(Request)
From the line containing "[segment] colorful surfboard" through the last line of the entries below, repeat each line word for word and leave out the rest.

>> begin Given information

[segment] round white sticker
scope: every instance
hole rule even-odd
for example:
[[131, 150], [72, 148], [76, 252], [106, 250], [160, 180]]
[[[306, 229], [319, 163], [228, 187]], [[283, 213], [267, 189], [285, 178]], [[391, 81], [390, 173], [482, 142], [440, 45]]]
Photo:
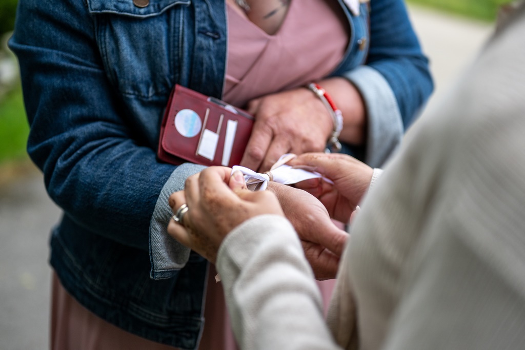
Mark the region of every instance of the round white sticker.
[[201, 117], [193, 110], [181, 109], [175, 116], [175, 128], [182, 136], [193, 137], [202, 127]]

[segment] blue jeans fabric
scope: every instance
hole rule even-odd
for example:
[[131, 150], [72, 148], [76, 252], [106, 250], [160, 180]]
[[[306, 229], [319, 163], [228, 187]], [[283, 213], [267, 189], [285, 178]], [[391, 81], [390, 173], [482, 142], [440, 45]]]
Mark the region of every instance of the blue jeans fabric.
[[[403, 2], [372, 1], [369, 18], [367, 5], [354, 16], [339, 1], [352, 37], [332, 75], [351, 79], [363, 65], [373, 68], [407, 127], [432, 82]], [[192, 253], [183, 268], [150, 278], [150, 225], [176, 167], [155, 151], [175, 83], [220, 98], [226, 30], [224, 0], [150, 0], [144, 8], [131, 0], [19, 0], [9, 41], [31, 128], [27, 151], [64, 210], [50, 240], [61, 282], [108, 322], [183, 348], [197, 345], [207, 263]], [[181, 167], [171, 190], [201, 168]]]

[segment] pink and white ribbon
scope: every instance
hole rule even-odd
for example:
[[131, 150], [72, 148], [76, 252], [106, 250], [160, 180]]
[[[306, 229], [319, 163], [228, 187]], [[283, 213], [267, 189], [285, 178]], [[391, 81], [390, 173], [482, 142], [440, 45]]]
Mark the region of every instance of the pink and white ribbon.
[[232, 173], [233, 174], [236, 170], [242, 173], [244, 175], [244, 181], [248, 189], [254, 192], [264, 191], [266, 189], [269, 181], [274, 181], [283, 185], [291, 185], [304, 180], [323, 177], [325, 181], [331, 184], [333, 183], [317, 172], [295, 168], [286, 164], [296, 156], [296, 155], [292, 153], [283, 155], [274, 164], [270, 171], [265, 173], [257, 173], [244, 166], [235, 165], [232, 168]]

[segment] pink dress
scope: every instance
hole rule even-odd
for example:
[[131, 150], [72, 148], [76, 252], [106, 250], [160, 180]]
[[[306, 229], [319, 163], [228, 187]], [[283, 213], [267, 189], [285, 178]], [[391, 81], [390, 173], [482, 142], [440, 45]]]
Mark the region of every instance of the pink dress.
[[[334, 12], [332, 6], [332, 2], [326, 0], [292, 1], [285, 21], [274, 35], [228, 6], [228, 63], [223, 99], [243, 107], [252, 99], [304, 86], [333, 71], [343, 58], [349, 35], [346, 20], [337, 15], [341, 11]], [[319, 18], [324, 19], [323, 25], [316, 25]], [[237, 347], [222, 287], [214, 280], [216, 273], [215, 268], [211, 269], [204, 334], [199, 348], [232, 350]], [[334, 284], [334, 280], [318, 282], [325, 310]]]
[[[244, 107], [251, 99], [305, 85], [334, 69], [348, 46], [346, 19], [334, 0], [293, 0], [284, 22], [273, 35], [228, 6], [228, 47], [223, 99]], [[319, 25], [322, 18], [322, 25]], [[299, 34], [299, 35], [298, 35]], [[217, 272], [208, 276], [204, 328], [200, 350], [237, 348], [229, 326]], [[174, 348], [125, 332], [81, 305], [54, 273], [51, 348], [78, 350], [164, 350]], [[334, 281], [319, 282], [325, 309]]]

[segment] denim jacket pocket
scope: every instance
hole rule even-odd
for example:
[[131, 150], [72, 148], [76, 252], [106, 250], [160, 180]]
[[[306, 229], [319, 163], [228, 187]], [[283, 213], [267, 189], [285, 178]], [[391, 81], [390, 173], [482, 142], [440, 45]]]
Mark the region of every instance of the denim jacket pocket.
[[191, 0], [87, 0], [101, 57], [118, 92], [143, 100], [169, 94], [184, 64]]

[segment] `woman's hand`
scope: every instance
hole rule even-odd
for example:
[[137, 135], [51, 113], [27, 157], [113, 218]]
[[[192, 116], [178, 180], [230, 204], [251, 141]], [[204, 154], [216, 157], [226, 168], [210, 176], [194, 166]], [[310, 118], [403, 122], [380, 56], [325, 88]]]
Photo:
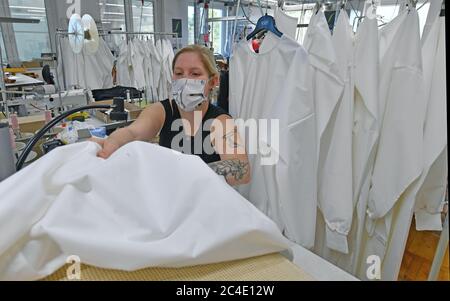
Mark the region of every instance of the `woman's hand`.
[[92, 137], [89, 139], [92, 142], [98, 143], [102, 149], [97, 153], [97, 157], [108, 159], [116, 150], [119, 149], [120, 145], [114, 141], [114, 139], [99, 139]]

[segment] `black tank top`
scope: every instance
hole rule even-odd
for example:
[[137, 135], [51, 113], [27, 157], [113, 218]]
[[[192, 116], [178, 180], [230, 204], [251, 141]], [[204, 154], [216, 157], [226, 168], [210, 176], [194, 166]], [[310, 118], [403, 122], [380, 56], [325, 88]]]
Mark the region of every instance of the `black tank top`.
[[212, 146], [210, 134], [211, 123], [214, 119], [220, 115], [229, 116], [223, 109], [209, 104], [208, 110], [203, 116], [201, 128], [198, 129], [195, 136], [188, 136], [183, 131], [178, 106], [174, 102], [172, 102], [171, 106], [168, 99], [161, 101], [161, 104], [166, 112], [166, 119], [159, 134], [159, 145], [184, 154], [197, 155], [205, 163], [220, 161], [219, 154], [216, 153]]

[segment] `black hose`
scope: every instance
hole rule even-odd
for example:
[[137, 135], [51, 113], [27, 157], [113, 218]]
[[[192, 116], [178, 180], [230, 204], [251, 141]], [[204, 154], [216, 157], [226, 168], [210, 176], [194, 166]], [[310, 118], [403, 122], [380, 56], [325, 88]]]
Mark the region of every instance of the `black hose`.
[[30, 141], [28, 141], [27, 145], [25, 146], [25, 148], [23, 149], [22, 153], [20, 154], [19, 159], [17, 160], [16, 171], [19, 171], [19, 170], [22, 169], [26, 158], [30, 154], [30, 152], [33, 149], [33, 147], [35, 146], [35, 144], [45, 135], [45, 133], [48, 130], [50, 130], [52, 127], [57, 125], [64, 118], [67, 118], [67, 117], [69, 117], [70, 115], [72, 115], [74, 113], [77, 113], [77, 112], [80, 112], [80, 111], [84, 111], [84, 110], [90, 110], [90, 109], [111, 109], [111, 108], [112, 108], [111, 105], [84, 106], [84, 107], [79, 107], [79, 108], [72, 109], [70, 111], [64, 112], [63, 114], [59, 115], [58, 117], [55, 117], [52, 121], [47, 123], [42, 129], [40, 129], [39, 132], [37, 132], [33, 136], [33, 138], [30, 139]]

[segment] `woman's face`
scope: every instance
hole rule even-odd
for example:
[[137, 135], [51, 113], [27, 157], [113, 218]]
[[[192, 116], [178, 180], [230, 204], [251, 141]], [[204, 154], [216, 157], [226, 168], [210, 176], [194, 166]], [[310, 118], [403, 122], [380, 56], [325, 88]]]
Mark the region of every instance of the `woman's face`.
[[[174, 66], [173, 79], [181, 78], [204, 79], [207, 81], [210, 79], [208, 71], [197, 53], [185, 52], [178, 57]], [[208, 81], [205, 86], [205, 96], [209, 95], [209, 92], [217, 85], [217, 82], [218, 80], [216, 80], [216, 78]]]

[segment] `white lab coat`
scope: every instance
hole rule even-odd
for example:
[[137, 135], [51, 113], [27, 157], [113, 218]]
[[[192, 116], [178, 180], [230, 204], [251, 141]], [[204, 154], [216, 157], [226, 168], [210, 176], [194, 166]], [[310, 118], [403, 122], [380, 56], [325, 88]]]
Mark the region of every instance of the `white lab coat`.
[[330, 251], [325, 258], [351, 274], [356, 274], [360, 257], [370, 180], [375, 159], [378, 126], [378, 24], [365, 18], [354, 39], [353, 110], [353, 221], [348, 234], [348, 254]]
[[295, 40], [298, 18], [287, 15], [282, 9], [276, 9], [273, 17], [278, 30]]
[[[62, 57], [64, 55], [64, 57]], [[103, 39], [99, 40], [98, 51], [88, 54], [84, 49], [81, 53], [75, 54], [67, 38], [61, 39], [61, 49], [58, 48], [58, 75], [59, 82], [64, 87], [64, 75], [67, 89], [79, 86], [86, 89], [111, 88], [112, 67], [114, 56]]]
[[442, 230], [440, 213], [448, 177], [445, 18], [435, 18], [422, 43], [428, 107], [424, 129], [424, 173], [415, 207], [418, 230]]
[[[251, 154], [246, 141], [252, 182], [239, 191], [288, 238], [308, 248], [314, 244], [317, 207], [316, 180], [311, 176], [316, 174], [316, 132], [309, 66], [302, 46], [271, 32], [266, 34], [259, 54], [243, 41], [236, 45], [230, 62], [231, 115], [256, 122], [279, 119], [280, 127], [279, 140], [277, 131], [271, 133], [270, 127], [267, 137], [265, 133], [249, 136], [258, 137], [259, 152]], [[240, 133], [247, 137], [242, 127]], [[279, 160], [262, 165], [269, 157], [262, 155], [263, 151], [273, 159], [279, 156]]]
[[198, 156], [143, 142], [107, 160], [98, 150], [93, 142], [58, 148], [0, 184], [0, 280], [45, 277], [71, 255], [133, 271], [289, 248]]
[[[324, 185], [323, 178], [330, 162], [327, 162], [327, 150], [329, 149], [329, 138], [334, 127], [330, 125], [333, 119], [333, 125], [335, 124], [335, 118], [332, 118], [333, 112], [336, 112], [336, 107], [340, 103], [342, 93], [344, 91], [344, 81], [341, 78], [340, 70], [338, 67], [338, 61], [336, 57], [335, 48], [332, 42], [331, 33], [328, 28], [328, 23], [325, 19], [325, 15], [322, 11], [313, 15], [308, 26], [304, 45], [309, 54], [309, 61], [313, 68], [312, 78], [314, 82], [314, 105], [316, 112], [316, 128], [317, 128], [317, 149], [316, 160], [318, 162], [318, 202], [319, 207], [322, 210], [326, 210], [328, 214], [328, 221], [326, 222], [322, 214], [317, 215], [317, 229], [316, 229], [316, 242], [314, 251], [321, 255], [324, 254], [328, 246], [332, 246], [335, 249], [345, 251], [345, 243], [340, 243], [341, 235], [334, 235], [336, 230], [342, 230], [343, 224], [338, 224], [337, 220], [333, 220], [333, 209], [329, 205], [329, 199], [325, 199], [329, 190], [326, 190], [328, 185]], [[336, 116], [336, 113], [334, 114]], [[327, 134], [328, 130], [328, 134]], [[351, 129], [350, 129], [351, 131]], [[328, 139], [326, 139], [328, 138]], [[350, 137], [351, 140], [351, 137]], [[351, 147], [351, 146], [350, 146]], [[351, 151], [349, 153], [351, 155]], [[351, 166], [351, 164], [350, 164]], [[351, 179], [351, 175], [350, 175]], [[329, 183], [331, 184], [331, 183]], [[351, 199], [350, 199], [351, 200]], [[350, 208], [351, 209], [351, 208]], [[331, 211], [329, 211], [331, 210]], [[337, 214], [339, 212], [335, 211]], [[331, 230], [331, 231], [330, 231]], [[326, 235], [328, 239], [326, 240]], [[333, 237], [332, 237], [333, 236]], [[336, 239], [333, 239], [335, 238]], [[345, 238], [344, 238], [345, 239]], [[325, 245], [326, 244], [326, 245]], [[326, 257], [326, 256], [325, 256]]]
[[147, 86], [145, 81], [145, 50], [143, 42], [135, 39], [130, 41], [131, 49], [131, 63], [133, 64], [134, 83], [133, 87], [138, 90], [144, 89]]
[[366, 260], [382, 262], [383, 280], [395, 280], [403, 256], [423, 170], [426, 103], [419, 18], [405, 10], [380, 30], [380, 138], [372, 175], [358, 276], [367, 279]]
[[134, 71], [131, 61], [130, 44], [123, 41], [120, 45], [119, 58], [116, 63], [117, 84], [124, 87], [132, 87], [134, 83]]
[[318, 166], [318, 204], [326, 223], [326, 245], [345, 254], [353, 216], [353, 32], [349, 23], [341, 10], [332, 42], [344, 90], [321, 137]]

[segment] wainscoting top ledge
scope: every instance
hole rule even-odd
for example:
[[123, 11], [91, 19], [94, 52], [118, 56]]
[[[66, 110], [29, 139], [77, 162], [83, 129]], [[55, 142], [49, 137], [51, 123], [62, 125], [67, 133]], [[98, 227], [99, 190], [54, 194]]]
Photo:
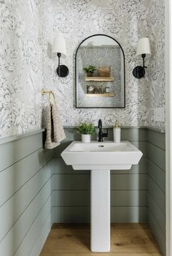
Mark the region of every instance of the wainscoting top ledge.
[[[77, 126], [64, 126], [63, 127], [65, 129], [74, 129], [74, 128], [76, 128]], [[112, 129], [113, 127], [103, 126], [103, 128]], [[165, 130], [163, 129], [158, 129], [158, 128], [149, 127], [121, 127], [121, 128], [122, 129], [152, 129], [152, 131], [155, 131], [157, 132], [165, 133]]]
[[0, 145], [7, 143], [8, 142], [10, 142], [12, 140], [19, 140], [23, 138], [28, 137], [28, 136], [34, 135], [35, 134], [43, 132], [44, 132], [44, 129], [37, 129], [30, 130], [29, 132], [23, 133], [23, 134], [2, 138], [0, 138]]

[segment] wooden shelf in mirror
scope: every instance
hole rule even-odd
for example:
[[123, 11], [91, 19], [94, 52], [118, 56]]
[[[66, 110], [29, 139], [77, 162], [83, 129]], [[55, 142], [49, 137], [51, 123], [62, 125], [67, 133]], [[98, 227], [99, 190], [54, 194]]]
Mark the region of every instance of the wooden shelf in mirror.
[[113, 77], [86, 77], [87, 82], [113, 82], [114, 78]]
[[114, 97], [114, 94], [86, 94], [86, 97]]

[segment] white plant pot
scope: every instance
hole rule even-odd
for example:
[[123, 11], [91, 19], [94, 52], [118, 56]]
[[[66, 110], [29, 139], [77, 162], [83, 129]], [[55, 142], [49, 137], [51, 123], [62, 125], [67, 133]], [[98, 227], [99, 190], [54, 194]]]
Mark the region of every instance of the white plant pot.
[[90, 142], [91, 135], [82, 135], [82, 142]]

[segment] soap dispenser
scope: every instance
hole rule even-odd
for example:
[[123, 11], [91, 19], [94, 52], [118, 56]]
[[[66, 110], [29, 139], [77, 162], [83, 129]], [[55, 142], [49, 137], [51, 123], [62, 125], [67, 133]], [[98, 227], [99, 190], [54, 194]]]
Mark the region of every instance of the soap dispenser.
[[116, 122], [115, 127], [113, 128], [114, 131], [114, 142], [120, 143], [121, 141], [121, 129], [118, 122]]

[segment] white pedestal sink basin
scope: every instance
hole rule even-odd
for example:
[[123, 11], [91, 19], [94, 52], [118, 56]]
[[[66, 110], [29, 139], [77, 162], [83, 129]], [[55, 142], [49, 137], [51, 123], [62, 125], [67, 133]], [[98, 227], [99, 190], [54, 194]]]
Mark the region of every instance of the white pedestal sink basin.
[[61, 157], [74, 170], [91, 171], [91, 251], [110, 251], [110, 170], [130, 169], [142, 153], [129, 141], [73, 141]]

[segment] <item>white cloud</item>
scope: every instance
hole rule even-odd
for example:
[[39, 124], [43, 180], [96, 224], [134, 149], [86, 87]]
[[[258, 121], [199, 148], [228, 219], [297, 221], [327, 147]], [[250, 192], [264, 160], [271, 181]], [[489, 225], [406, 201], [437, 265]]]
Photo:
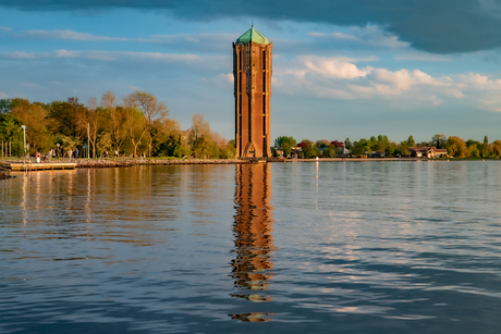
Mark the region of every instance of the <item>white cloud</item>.
[[235, 40], [239, 36], [235, 34], [227, 34], [227, 33], [212, 33], [212, 34], [179, 34], [179, 35], [152, 35], [151, 41], [154, 42], [164, 42], [164, 44], [173, 44], [173, 42], [182, 42], [182, 41], [193, 41], [193, 42], [201, 42], [201, 41], [223, 41], [229, 42]]
[[57, 50], [54, 52], [1, 52], [0, 58], [11, 59], [46, 59], [46, 58], [81, 58], [96, 60], [134, 60], [134, 61], [163, 61], [163, 62], [184, 62], [196, 63], [198, 61], [220, 61], [227, 57], [221, 55], [197, 55], [182, 53], [161, 53], [161, 52], [135, 52], [135, 51], [71, 51]]
[[0, 52], [0, 58], [5, 58], [5, 59], [36, 59], [36, 58], [41, 58], [42, 54], [47, 53], [34, 53], [34, 52]]
[[[399, 103], [408, 106], [413, 102], [439, 106], [451, 99], [466, 100], [467, 103], [475, 106], [481, 103], [480, 96], [472, 94], [475, 89], [490, 89], [501, 94], [501, 81], [489, 79], [478, 74], [436, 77], [417, 69], [390, 71], [382, 67], [358, 66], [356, 61], [356, 59], [350, 61], [347, 58], [317, 55], [297, 57], [292, 61], [276, 61], [274, 89], [279, 94], [292, 96], [380, 99], [392, 101], [394, 106]], [[493, 103], [484, 102], [482, 106], [493, 106]]]
[[427, 52], [420, 52], [420, 51], [406, 51], [403, 52], [402, 54], [395, 55], [393, 58], [396, 61], [406, 61], [406, 60], [413, 60], [413, 61], [452, 61], [448, 57], [439, 55], [439, 54], [431, 54]]
[[383, 48], [407, 48], [410, 42], [402, 41], [398, 36], [384, 32], [378, 25], [366, 25], [365, 27], [352, 26], [344, 32], [333, 32], [330, 34], [323, 33], [308, 33], [309, 36], [315, 38], [330, 38], [344, 40], [347, 42], [364, 44], [369, 46], [377, 46]]
[[27, 30], [16, 34], [24, 38], [41, 38], [41, 39], [71, 39], [71, 40], [118, 40], [125, 41], [127, 38], [95, 36], [88, 33], [77, 33], [72, 30]]

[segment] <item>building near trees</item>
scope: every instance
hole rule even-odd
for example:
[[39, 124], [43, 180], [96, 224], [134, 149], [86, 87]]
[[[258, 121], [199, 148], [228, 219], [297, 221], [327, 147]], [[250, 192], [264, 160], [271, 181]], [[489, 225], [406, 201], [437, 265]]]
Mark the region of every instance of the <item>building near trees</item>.
[[233, 42], [235, 144], [239, 158], [271, 157], [270, 42], [250, 27]]

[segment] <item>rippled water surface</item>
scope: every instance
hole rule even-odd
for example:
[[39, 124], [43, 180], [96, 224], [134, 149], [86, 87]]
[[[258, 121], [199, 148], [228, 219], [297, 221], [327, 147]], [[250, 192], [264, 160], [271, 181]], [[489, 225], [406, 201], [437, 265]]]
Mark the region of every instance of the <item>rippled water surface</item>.
[[501, 162], [0, 182], [0, 333], [499, 333]]

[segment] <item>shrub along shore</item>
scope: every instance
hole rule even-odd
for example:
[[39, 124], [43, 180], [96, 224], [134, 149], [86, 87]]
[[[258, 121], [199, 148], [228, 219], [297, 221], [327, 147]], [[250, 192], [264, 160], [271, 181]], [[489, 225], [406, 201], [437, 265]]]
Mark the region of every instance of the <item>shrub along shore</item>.
[[133, 165], [179, 165], [179, 164], [242, 164], [250, 163], [240, 159], [76, 159], [77, 169], [121, 168]]

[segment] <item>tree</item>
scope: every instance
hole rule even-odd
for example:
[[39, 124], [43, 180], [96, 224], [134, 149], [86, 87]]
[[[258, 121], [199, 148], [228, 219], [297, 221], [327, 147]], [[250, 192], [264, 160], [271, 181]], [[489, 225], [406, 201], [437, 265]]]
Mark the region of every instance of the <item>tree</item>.
[[204, 114], [194, 114], [192, 117], [192, 127], [190, 128], [188, 143], [195, 144], [195, 141], [201, 136], [210, 136], [210, 125], [204, 119]]
[[320, 156], [320, 150], [311, 140], [303, 139], [298, 146], [303, 147], [303, 158], [305, 159]]
[[0, 100], [0, 114], [8, 113], [11, 111], [11, 100], [1, 99]]
[[277, 139], [274, 139], [274, 146], [276, 147], [280, 147], [282, 148], [282, 145], [284, 143], [288, 143], [290, 147], [294, 147], [296, 146], [296, 139], [294, 139], [292, 136], [291, 137], [288, 137], [288, 136], [280, 136], [278, 137]]
[[487, 136], [484, 137], [484, 144], [480, 146], [480, 156], [482, 158], [488, 158], [492, 153], [490, 145], [489, 145], [489, 138]]
[[449, 154], [455, 158], [465, 158], [469, 156], [468, 148], [466, 147], [466, 141], [455, 136], [449, 137], [448, 151]]
[[469, 156], [472, 158], [480, 158], [480, 150], [478, 149], [477, 145], [476, 144], [472, 144], [469, 147], [468, 147], [468, 150], [469, 150]]
[[346, 137], [346, 140], [344, 140], [344, 148], [346, 148], [347, 150], [352, 150], [352, 149], [353, 149], [352, 141], [350, 141], [350, 138], [349, 138], [349, 137]]
[[501, 156], [501, 140], [494, 140], [492, 143], [492, 152], [496, 154], [496, 157]]
[[127, 129], [125, 127], [125, 121], [127, 117], [126, 109], [117, 106], [115, 95], [108, 90], [101, 97], [101, 108], [103, 117], [108, 121], [108, 126], [111, 133], [111, 141], [113, 148], [120, 152], [123, 140], [127, 136]]
[[445, 148], [447, 137], [444, 134], [437, 134], [431, 137], [431, 140], [436, 143], [437, 148]]
[[[146, 91], [136, 90], [132, 94], [132, 100], [134, 104], [145, 115], [146, 133], [148, 136], [148, 157], [151, 157], [151, 148], [155, 137], [167, 131], [167, 127], [155, 126], [156, 124], [162, 124], [167, 117], [168, 110], [166, 102], [159, 102], [157, 97]], [[155, 131], [154, 131], [155, 128]]]
[[160, 144], [158, 152], [166, 157], [181, 157], [181, 135], [169, 135], [168, 139]]
[[134, 158], [137, 157], [137, 148], [143, 140], [143, 137], [146, 134], [148, 127], [146, 126], [146, 120], [143, 112], [137, 109], [137, 106], [134, 100], [133, 95], [124, 96], [123, 100], [123, 110], [125, 111], [125, 127], [129, 133], [129, 139], [133, 146]]
[[411, 152], [408, 151], [408, 144], [406, 140], [400, 143], [400, 153], [402, 154], [402, 157], [411, 156]]
[[[93, 145], [93, 157], [96, 157], [96, 141], [97, 135], [99, 129], [99, 122], [102, 117], [101, 110], [97, 107], [97, 101], [95, 97], [91, 97], [87, 101], [87, 107], [81, 109], [81, 114], [78, 117], [78, 126], [82, 132], [87, 133], [88, 126], [88, 134], [89, 134], [89, 141]], [[84, 136], [85, 138], [86, 136]], [[86, 140], [84, 140], [86, 141]], [[90, 149], [90, 148], [89, 148]]]
[[38, 104], [17, 104], [12, 109], [23, 125], [26, 125], [26, 141], [32, 153], [48, 150], [52, 146], [52, 135], [48, 131], [48, 112]]
[[320, 139], [320, 140], [315, 141], [315, 146], [318, 148], [325, 148], [325, 147], [328, 147], [329, 145], [330, 145], [330, 141], [327, 139]]
[[51, 120], [50, 131], [53, 134], [62, 134], [70, 137], [81, 139], [82, 133], [80, 132], [80, 122], [85, 106], [78, 102], [78, 98], [71, 97], [68, 101], [53, 101], [49, 109], [49, 116]]

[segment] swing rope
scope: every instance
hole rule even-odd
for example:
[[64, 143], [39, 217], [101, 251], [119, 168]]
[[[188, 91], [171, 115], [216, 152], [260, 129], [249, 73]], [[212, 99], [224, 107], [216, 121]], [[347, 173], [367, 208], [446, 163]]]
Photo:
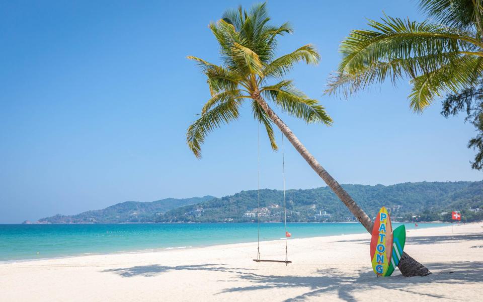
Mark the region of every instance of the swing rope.
[[[260, 114], [260, 105], [258, 105], [258, 114]], [[260, 260], [260, 123], [258, 123], [258, 212], [257, 217], [258, 219], [258, 247], [257, 248], [257, 260]]]
[[283, 133], [282, 133], [282, 175], [283, 178], [283, 224], [285, 228], [285, 266], [287, 266], [288, 251], [287, 249], [287, 203], [285, 201], [285, 155], [283, 147]]
[[[260, 115], [260, 105], [258, 104], [258, 114]], [[262, 260], [260, 259], [260, 123], [258, 123], [258, 162], [257, 168], [258, 170], [258, 209], [257, 213], [258, 224], [258, 240], [257, 240], [257, 260], [255, 260], [258, 262], [261, 261], [266, 261], [269, 262], [285, 262], [285, 266], [288, 263], [291, 263], [291, 261], [288, 261], [288, 250], [287, 242], [287, 203], [285, 196], [285, 149], [283, 142], [283, 133], [282, 133], [282, 175], [283, 180], [283, 224], [285, 230], [285, 260]]]

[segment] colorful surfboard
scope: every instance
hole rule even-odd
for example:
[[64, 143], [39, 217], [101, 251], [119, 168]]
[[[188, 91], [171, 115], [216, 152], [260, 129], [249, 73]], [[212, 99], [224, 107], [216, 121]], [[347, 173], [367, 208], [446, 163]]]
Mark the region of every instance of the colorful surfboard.
[[392, 251], [392, 227], [386, 208], [377, 213], [372, 227], [371, 239], [371, 260], [372, 269], [378, 276], [383, 276], [389, 269]]
[[389, 268], [385, 276], [390, 276], [396, 269], [399, 261], [403, 256], [404, 250], [404, 244], [406, 242], [406, 228], [404, 224], [396, 228], [392, 232], [392, 252], [391, 252], [391, 262]]

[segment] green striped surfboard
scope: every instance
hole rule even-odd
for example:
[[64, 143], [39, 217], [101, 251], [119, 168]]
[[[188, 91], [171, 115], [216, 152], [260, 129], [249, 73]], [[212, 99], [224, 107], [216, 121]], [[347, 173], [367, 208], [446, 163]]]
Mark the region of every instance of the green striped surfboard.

>> end Given information

(Complete answer)
[segment] colorful surfboard
scope: every instance
hole rule even-odd
for example:
[[64, 143], [39, 217], [101, 251], [119, 168]]
[[[188, 91], [171, 115], [216, 152], [260, 129], [249, 73]], [[212, 99], [224, 107], [216, 121]], [[347, 173], [367, 208], [446, 163]]]
Mark the region of every instance of the colorful surfboard.
[[392, 251], [392, 227], [386, 208], [377, 213], [372, 227], [371, 239], [371, 260], [372, 269], [378, 276], [383, 276], [389, 269]]
[[389, 268], [385, 276], [390, 276], [396, 269], [399, 261], [403, 256], [404, 250], [404, 244], [406, 242], [406, 228], [404, 224], [396, 228], [392, 232], [392, 252], [391, 252], [391, 262]]

[segment] green striped surfboard
scope: every instance
hole rule even-odd
for example:
[[64, 143], [39, 217], [101, 251], [119, 168]]
[[[188, 91], [171, 115], [216, 152], [260, 129], [249, 73]], [[212, 99], [224, 107], [216, 121]], [[347, 173], [367, 208], [446, 163]]]
Mark the region of every instance of the green striped surfboard.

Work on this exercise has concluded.